→ Selection
A flight was booked for the next evening.
Riyad to Bahrain, then Bahrain to Germany.
Once in Germany, I would claim asylum and begin the process of becoming a refugee.
24 hours.
I had to hide for 24 hours in this small apartment while the final arrangements were made.
One day, it felt like an eternity.
That day was one of the strangest of my life.
I was in Riyad, but no longer of Riyad.
I was free, but trapped.
I was alive but dead to everyone who had ever known me.
I existed in this liinal space between everything I had been and everything I would become.
Members of the house church came throughout the day to pray with me, to encourage me, to say goodbye.
Pastor John read scripture over me, blessing me for the journey ahead.
Ruth sang worship songs that made me cry.
Samuel gave me a small Bible in English to take with me with verses highlighted that had sustained him during hard times.
Ila came in the afternoon.
We sat together on the floor and she held both my hands in hers.
She didn’t say much.
She didn’t need to.
She just looked at me with eyes that understood everything I was feeling.
the grief, the fear, the loss, but also the strange joy underneath it all.
Before she left, she whispered something I will never forget.
She said that I was joining a different kind of royal family.
Now, that I was a daughter of the King of Kings, and that crown was worth more than any earthly title.
I held on to those words like a lifeline.
That evening, the house church gathered in that small apartment for one last meeting together.
It was risky having so many people in one place, but they insisted.
They wanted to send me off with prayer and blessing.
We worshiped together.

→ To do
In the account of the last day in Riyad, what did Samuel give the narrator to take along? The material that comes after this account stands apart from it.

→ Record list
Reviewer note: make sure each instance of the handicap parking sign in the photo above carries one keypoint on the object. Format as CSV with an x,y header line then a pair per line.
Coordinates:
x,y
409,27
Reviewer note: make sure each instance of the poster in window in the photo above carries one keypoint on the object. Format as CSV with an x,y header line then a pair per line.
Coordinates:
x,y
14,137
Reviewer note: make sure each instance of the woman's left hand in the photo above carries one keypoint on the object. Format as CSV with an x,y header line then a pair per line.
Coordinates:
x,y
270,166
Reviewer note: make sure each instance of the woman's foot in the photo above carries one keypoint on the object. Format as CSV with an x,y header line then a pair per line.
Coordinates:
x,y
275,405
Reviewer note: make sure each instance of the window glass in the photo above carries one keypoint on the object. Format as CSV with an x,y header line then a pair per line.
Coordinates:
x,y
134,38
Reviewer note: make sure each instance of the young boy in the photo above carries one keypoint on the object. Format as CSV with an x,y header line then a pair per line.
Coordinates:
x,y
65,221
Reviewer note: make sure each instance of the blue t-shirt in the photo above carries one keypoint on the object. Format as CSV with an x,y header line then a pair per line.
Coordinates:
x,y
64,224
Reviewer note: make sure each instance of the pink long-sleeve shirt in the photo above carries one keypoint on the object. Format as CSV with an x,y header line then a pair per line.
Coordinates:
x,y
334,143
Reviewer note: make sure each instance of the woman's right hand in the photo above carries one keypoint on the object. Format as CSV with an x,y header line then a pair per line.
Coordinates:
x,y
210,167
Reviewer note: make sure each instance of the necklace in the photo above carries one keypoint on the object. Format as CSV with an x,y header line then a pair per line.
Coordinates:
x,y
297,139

→ Exercise output
A small English Bible with highlighted verses that had sustained him during hard times.